▸ **DATA UNDER STUDY**:
*** Begin section ***

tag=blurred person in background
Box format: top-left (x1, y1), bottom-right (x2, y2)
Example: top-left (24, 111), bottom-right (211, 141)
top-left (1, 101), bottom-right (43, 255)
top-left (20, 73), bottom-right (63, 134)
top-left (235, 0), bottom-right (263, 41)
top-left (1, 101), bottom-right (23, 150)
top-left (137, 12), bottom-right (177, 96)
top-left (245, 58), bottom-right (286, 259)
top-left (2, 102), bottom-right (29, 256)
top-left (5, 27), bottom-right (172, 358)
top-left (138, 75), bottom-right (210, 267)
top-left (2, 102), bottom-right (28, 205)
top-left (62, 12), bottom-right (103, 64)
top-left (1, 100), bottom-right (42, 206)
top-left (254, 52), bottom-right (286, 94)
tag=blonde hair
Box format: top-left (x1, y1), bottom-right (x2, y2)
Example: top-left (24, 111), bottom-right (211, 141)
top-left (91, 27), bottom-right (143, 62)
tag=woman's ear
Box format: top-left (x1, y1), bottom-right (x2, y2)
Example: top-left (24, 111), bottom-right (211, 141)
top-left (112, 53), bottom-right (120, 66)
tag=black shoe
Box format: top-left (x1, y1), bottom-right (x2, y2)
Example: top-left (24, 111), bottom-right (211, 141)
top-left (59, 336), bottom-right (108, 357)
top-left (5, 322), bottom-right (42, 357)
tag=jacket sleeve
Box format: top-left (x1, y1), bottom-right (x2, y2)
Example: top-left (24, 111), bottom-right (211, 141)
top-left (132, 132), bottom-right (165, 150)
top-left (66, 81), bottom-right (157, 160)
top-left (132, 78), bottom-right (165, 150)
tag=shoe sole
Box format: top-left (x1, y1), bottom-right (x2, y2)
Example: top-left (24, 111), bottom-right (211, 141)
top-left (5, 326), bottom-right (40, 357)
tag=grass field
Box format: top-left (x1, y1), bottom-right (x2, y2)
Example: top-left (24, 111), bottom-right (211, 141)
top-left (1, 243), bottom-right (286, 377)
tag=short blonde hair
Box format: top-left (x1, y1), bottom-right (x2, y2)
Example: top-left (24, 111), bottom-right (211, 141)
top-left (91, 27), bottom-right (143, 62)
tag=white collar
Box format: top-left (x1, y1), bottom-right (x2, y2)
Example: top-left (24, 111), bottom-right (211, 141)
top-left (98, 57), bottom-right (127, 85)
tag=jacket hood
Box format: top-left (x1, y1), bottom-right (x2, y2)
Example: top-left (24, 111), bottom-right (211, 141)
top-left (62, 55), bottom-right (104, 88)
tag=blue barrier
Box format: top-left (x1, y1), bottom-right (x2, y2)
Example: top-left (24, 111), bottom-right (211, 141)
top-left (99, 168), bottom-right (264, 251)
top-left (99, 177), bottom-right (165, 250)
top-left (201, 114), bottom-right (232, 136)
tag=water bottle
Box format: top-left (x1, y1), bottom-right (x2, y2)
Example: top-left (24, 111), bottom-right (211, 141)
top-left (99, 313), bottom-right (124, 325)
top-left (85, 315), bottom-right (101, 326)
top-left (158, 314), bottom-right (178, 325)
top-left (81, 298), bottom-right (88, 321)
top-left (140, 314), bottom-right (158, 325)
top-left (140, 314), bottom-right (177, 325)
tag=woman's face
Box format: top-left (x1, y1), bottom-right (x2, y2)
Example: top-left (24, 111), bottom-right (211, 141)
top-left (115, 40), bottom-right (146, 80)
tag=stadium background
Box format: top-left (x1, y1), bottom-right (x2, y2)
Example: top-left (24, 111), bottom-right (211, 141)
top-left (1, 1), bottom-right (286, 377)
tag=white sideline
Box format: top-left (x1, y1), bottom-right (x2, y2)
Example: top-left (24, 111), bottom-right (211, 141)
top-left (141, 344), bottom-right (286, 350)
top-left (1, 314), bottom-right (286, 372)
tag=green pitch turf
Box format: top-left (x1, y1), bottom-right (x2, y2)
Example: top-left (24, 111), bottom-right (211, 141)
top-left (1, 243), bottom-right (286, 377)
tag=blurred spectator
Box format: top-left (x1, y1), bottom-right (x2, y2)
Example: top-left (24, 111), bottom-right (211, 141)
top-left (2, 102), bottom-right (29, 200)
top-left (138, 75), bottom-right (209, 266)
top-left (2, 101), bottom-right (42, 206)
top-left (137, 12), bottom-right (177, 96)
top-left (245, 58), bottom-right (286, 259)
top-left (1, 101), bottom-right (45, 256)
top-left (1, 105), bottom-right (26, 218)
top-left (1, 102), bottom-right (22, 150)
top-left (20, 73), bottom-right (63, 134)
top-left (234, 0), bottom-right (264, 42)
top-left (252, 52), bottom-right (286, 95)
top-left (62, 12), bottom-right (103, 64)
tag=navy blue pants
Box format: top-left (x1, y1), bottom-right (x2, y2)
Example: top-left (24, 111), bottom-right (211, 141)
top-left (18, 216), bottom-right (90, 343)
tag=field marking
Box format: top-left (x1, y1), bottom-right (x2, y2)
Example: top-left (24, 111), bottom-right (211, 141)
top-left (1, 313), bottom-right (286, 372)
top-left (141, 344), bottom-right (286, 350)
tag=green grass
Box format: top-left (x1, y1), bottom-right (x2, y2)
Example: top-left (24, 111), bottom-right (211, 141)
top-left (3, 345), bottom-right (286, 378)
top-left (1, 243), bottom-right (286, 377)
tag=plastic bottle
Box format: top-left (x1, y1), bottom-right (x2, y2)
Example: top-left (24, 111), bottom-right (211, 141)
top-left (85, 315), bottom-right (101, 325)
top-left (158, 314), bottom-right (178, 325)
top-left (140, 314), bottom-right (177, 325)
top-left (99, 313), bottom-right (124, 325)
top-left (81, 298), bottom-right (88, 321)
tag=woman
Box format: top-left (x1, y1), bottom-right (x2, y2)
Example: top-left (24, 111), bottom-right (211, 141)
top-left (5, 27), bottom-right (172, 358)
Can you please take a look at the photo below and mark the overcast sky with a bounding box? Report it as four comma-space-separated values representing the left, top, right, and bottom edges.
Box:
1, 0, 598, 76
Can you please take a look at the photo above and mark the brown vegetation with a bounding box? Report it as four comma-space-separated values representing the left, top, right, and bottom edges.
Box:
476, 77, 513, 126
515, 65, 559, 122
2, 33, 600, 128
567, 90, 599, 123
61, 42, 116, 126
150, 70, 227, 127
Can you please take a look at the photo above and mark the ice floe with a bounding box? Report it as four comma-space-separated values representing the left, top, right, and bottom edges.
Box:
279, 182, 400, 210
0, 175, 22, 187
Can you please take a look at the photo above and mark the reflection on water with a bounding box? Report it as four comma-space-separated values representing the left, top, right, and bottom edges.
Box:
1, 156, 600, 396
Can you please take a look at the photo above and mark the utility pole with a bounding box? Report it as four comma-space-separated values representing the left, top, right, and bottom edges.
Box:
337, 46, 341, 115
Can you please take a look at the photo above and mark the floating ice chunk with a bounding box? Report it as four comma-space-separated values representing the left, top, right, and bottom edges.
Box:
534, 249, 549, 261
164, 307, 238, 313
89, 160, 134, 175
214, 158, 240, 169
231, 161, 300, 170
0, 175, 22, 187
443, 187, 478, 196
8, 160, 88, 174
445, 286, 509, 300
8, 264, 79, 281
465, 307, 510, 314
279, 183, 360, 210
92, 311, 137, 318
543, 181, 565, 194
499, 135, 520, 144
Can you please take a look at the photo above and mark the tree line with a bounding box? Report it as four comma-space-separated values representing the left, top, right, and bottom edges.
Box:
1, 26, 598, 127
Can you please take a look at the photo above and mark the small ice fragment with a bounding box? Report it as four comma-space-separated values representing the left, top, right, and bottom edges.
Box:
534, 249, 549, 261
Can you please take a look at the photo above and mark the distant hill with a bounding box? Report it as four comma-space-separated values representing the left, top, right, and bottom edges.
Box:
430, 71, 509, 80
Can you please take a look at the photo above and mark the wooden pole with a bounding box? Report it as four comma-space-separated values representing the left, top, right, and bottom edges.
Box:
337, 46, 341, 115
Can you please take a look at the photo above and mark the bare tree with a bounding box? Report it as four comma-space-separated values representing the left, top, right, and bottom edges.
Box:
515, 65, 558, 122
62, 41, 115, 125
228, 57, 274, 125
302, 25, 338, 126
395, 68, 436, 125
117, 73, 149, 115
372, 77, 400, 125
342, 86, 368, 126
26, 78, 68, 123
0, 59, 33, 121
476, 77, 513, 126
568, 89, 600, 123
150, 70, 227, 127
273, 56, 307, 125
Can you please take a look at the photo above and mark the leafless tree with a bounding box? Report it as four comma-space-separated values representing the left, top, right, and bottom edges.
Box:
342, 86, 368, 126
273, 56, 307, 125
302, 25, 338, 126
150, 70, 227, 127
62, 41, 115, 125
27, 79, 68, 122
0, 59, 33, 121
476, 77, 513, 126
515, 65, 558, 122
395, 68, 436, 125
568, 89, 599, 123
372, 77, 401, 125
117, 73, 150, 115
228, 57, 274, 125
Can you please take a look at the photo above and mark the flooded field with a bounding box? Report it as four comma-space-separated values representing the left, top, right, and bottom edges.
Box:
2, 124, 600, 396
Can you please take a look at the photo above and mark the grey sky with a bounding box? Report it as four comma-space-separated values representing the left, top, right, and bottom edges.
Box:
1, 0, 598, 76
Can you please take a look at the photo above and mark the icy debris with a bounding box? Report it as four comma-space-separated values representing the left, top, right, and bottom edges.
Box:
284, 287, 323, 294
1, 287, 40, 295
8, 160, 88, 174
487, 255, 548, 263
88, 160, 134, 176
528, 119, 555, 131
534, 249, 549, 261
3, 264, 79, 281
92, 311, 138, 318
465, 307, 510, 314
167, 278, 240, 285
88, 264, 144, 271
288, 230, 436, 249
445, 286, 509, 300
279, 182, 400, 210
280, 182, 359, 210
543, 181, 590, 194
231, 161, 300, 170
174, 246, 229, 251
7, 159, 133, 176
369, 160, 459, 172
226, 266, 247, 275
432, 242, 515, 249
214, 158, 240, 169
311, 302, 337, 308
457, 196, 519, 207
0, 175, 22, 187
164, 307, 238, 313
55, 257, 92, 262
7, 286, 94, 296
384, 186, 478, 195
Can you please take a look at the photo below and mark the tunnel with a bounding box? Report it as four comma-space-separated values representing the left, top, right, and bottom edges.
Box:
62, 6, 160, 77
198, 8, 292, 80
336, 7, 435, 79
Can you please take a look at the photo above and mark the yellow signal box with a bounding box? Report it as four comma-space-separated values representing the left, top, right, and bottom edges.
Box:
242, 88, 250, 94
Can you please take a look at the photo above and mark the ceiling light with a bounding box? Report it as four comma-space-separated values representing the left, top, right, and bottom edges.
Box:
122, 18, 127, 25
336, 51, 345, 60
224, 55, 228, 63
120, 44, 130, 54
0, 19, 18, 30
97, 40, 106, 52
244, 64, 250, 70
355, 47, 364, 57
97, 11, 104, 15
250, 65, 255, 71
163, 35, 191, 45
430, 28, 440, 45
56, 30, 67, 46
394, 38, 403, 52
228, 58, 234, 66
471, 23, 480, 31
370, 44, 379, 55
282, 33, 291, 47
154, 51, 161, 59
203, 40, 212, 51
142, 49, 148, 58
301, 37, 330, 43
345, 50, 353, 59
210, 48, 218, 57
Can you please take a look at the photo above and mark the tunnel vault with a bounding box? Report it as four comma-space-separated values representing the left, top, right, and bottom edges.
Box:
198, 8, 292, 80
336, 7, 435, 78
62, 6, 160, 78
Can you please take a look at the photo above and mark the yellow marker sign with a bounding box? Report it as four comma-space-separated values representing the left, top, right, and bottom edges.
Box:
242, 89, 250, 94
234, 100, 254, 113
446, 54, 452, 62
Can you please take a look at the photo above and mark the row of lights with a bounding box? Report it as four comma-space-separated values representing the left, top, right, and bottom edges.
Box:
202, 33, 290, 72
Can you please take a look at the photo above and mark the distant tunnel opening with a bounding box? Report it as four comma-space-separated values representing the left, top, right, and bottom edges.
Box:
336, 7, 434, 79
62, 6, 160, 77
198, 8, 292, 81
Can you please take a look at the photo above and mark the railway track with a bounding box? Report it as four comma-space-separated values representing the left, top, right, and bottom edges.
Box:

*** End section ***

Starting at the line that has "tag=navy blue pants" and ending at the line that has "tag=green grass", please write out the lines above exactly, leaving out all others.

tag=navy blue pants
Box format: top-left (x1, y1), bottom-right (x2, y2)
Example: top-left (24, 111), bottom-right (211, 141)
top-left (18, 216), bottom-right (90, 343)
tag=field marking
Box format: top-left (x1, y1), bottom-right (x2, y2)
Example: top-left (24, 111), bottom-right (211, 141)
top-left (1, 313), bottom-right (286, 372)
top-left (141, 344), bottom-right (286, 350)
tag=green grass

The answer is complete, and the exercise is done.